### SET PROBLEM:
Rewrite the lines of these records, changing "aircraft" to "airplane" everywhere and keeping everything else the same. Leave the pictures out.

### DATASET RECORDS:
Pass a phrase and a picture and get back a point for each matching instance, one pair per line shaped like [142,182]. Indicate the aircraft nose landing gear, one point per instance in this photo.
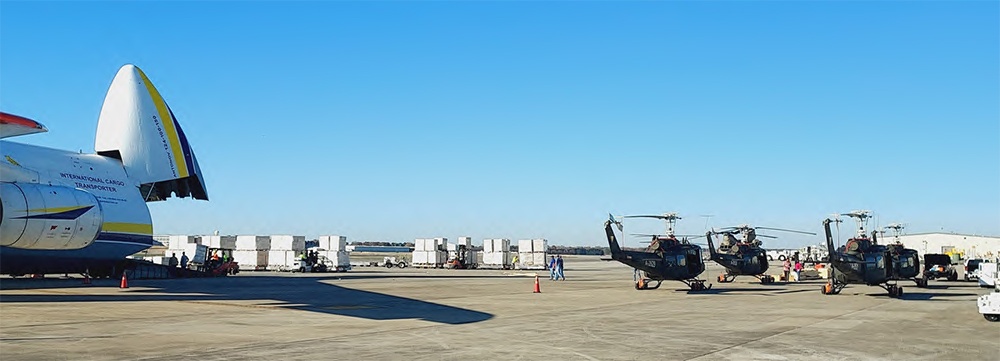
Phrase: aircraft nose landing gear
[833,288]
[894,291]
[697,285]
[643,284]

### ANSWER BELOW:
Pass a phrase and a picture and get back a point for each matching instance, one pair per line shaped like [142,182]. Indicate the airplane nose landing gear, one point per instance in this photo.
Phrase: airplane nose landing gear
[833,288]
[894,291]
[697,285]
[643,284]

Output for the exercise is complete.